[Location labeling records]
START
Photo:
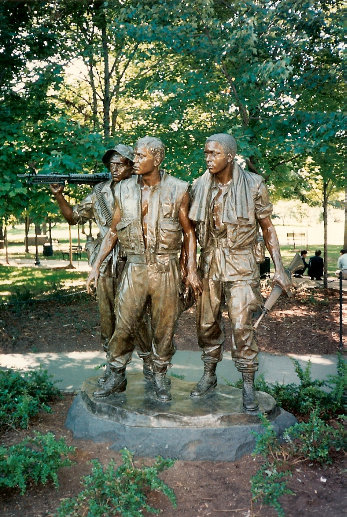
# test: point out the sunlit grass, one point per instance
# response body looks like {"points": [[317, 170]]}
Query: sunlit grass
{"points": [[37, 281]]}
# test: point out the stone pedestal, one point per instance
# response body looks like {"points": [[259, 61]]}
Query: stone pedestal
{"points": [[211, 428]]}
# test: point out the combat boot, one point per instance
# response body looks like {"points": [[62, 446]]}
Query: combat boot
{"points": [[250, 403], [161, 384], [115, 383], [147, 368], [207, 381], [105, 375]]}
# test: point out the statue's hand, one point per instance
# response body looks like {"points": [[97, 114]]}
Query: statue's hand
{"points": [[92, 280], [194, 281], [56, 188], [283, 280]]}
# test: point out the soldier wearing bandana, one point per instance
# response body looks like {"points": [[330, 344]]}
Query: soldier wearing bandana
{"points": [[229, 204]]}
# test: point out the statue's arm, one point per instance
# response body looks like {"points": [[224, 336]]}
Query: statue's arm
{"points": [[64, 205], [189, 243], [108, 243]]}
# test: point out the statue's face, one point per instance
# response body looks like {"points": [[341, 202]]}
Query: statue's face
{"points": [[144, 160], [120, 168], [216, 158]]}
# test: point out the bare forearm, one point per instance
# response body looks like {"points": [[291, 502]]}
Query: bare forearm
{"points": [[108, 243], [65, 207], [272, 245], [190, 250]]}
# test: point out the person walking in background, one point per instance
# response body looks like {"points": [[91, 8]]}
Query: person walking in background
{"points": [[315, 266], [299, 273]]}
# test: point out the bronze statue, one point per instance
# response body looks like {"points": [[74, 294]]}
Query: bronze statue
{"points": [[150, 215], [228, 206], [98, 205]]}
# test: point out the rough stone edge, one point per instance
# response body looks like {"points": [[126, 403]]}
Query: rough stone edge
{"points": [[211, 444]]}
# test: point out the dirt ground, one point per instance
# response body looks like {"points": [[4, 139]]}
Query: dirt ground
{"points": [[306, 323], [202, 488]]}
END
### What this task involves:
Every record is to be reproduced exactly, with no pictures included.

### Result for this exercise:
Photo:
# test: point out the sunlit grass, one point per instance
# response body looks like {"points": [[317, 170]]}
Query: sunlit grass
{"points": [[37, 281]]}
# test: point out the stone pedestal, one point per instance
# response body looks like {"points": [[259, 61]]}
Query: stone pedestal
{"points": [[211, 428]]}
# test: point out the combat boot, one point per instance
# response body looks like {"points": [[62, 446]]}
Query: combat boot
{"points": [[250, 403], [161, 384], [115, 383], [147, 368], [207, 381], [105, 375]]}
# test: point out the statue's hand, one point per instance
# response body looks like {"points": [[97, 114]]}
Query: statue's hand
{"points": [[92, 280], [194, 281], [56, 188], [283, 280]]}
# test: point out the soldier wearing bandana, one point per instance
# response body looks like {"points": [[330, 344]]}
Query: soldier wearing bandana
{"points": [[229, 204]]}
# test: point out the statue's arm, one point per instance
# response body looks like {"points": [[224, 336]]}
Query: statue's arm
{"points": [[64, 205], [189, 243], [108, 243]]}
# test: point out the statue's face, one point per instance
# response body looks like {"points": [[341, 202]]}
Query: statue's face
{"points": [[144, 160], [120, 168], [216, 158]]}
# test: point out the bare forearm, one point per instance
# response body looks like {"points": [[291, 502]]}
Query: bare forearm
{"points": [[108, 243], [65, 207], [272, 245], [190, 250]]}
# test: point out the person walking in background, one point per instance
# response body looks like {"points": [[91, 8]]}
Query: person walking in background
{"points": [[315, 266], [299, 273]]}
# test: point out the bronze statue, one point per instance
# response body looks like {"points": [[74, 294]]}
Query: bronze statue
{"points": [[150, 215], [228, 206], [98, 205]]}
# test: point out the rough stone edge, one point per instance
# response body looks like {"points": [[126, 403]]}
Query: rough stone edge
{"points": [[211, 444]]}
# test: point out the dirt ground, one point per instance
# response body looks like {"points": [[4, 139]]}
Query: dirt ground
{"points": [[306, 323], [202, 488]]}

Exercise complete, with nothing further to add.